__WHAT YOU SHOULD DO__: Give the lines of the records as a numbered list, starting at the line containing "TARGET = ruin on rocky outcrop" and ending at the line containing "187), (458, 214)]", with both of those lines included. Leave out any blank lines.

__Location annotation dataset excerpts__:
+ + +

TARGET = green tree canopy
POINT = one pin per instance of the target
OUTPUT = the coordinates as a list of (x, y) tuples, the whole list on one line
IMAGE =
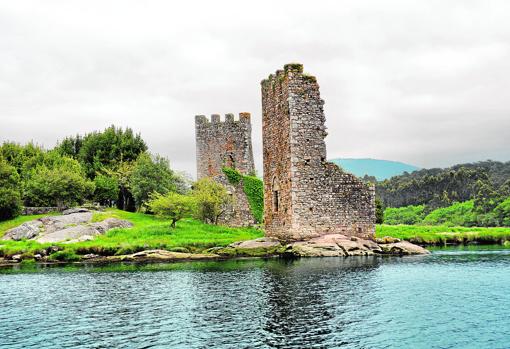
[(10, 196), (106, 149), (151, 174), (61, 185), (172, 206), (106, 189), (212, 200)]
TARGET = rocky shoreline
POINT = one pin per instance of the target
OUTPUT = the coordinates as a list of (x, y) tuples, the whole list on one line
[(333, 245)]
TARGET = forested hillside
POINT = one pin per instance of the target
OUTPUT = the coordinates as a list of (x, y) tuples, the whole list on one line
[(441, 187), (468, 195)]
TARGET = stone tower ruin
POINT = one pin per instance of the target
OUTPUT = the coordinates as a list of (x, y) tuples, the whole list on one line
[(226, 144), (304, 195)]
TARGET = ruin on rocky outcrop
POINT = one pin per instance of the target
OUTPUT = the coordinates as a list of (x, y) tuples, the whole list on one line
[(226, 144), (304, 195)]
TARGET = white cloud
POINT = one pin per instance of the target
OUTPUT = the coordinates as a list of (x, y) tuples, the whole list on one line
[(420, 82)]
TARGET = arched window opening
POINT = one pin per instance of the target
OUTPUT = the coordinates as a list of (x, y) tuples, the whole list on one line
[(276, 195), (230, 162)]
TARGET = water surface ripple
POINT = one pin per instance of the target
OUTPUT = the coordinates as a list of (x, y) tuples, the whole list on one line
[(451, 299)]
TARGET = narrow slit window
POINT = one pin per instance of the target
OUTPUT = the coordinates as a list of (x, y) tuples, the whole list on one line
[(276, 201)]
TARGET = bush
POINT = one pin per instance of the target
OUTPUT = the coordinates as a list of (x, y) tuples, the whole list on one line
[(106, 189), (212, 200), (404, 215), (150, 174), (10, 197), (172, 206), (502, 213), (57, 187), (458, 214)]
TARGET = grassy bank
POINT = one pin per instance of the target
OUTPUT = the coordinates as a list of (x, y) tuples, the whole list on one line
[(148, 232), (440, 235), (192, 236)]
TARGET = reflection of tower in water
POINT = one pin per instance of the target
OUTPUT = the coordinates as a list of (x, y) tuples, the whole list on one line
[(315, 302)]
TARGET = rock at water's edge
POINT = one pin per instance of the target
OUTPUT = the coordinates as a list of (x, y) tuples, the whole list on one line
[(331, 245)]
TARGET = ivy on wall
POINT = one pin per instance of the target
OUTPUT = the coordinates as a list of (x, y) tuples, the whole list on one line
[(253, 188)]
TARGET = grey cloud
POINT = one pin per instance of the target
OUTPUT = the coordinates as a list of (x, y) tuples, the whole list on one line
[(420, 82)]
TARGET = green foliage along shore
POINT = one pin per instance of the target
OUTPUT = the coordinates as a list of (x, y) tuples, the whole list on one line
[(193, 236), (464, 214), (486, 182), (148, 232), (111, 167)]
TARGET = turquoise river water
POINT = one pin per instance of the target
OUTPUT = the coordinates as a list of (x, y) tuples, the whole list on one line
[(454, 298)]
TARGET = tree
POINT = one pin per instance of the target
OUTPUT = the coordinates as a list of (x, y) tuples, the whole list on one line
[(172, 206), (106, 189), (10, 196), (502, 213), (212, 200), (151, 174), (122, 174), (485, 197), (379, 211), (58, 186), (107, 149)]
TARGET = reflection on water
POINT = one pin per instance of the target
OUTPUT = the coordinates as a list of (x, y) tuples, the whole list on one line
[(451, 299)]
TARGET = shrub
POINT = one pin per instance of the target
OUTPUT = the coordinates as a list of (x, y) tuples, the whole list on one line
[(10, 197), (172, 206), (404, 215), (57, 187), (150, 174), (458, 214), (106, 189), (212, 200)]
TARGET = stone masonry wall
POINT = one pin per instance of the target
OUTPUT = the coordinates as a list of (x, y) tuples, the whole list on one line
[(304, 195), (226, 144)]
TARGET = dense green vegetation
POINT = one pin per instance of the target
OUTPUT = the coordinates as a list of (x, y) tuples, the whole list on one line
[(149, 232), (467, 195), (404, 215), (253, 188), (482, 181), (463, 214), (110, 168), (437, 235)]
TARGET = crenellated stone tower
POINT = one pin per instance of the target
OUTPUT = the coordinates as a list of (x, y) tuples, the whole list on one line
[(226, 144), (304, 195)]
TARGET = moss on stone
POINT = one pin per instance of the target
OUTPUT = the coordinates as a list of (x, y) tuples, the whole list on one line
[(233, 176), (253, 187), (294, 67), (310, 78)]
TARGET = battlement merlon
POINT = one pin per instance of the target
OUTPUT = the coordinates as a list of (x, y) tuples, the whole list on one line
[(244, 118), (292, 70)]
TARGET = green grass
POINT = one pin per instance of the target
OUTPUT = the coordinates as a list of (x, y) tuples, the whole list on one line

+ + +

__RESULT FOR THIS EXERCISE__:
1. TARGET = ruin on rocky outcrop
2. POINT = one pin per instance of the target
3. OUTPUT = the coordinates as a list of (x, y) tuples, the whole list on one line
4. [(226, 144), (304, 195)]
5. TARGET = white cloud
6. POINT = one pin per instance of the target
7. OUTPUT = the coordinates as a list of (x, y) tuples, the whole list on one line
8. [(420, 82)]
9. TARGET = arched window opening
10. POINT = one pin per instance of the target
11. OUTPUT = the coordinates as a list of (x, y) tuples, the whole list on one line
12. [(276, 195), (230, 162)]
13. TARGET = water surface ripple
14. POINT = one pin per instance of the target
15. OUTPUT = the coordinates as a list of (x, y) tuples, the whole list on one line
16. [(451, 299)]
17. TARGET = narrow slit window
18. POINT = one pin per instance of the target
19. OUTPUT = the coordinates as a list of (x, y) tuples, the whole list on one line
20. [(276, 201)]
21. TARGET = bush
22. POINT = one pin per instance of the target
23. OUTPUT = the coordinates as a list of (x, y) tuples, the whole list on one line
24. [(106, 189), (212, 200), (404, 215), (150, 174), (10, 197), (172, 206), (502, 213), (57, 187), (458, 214)]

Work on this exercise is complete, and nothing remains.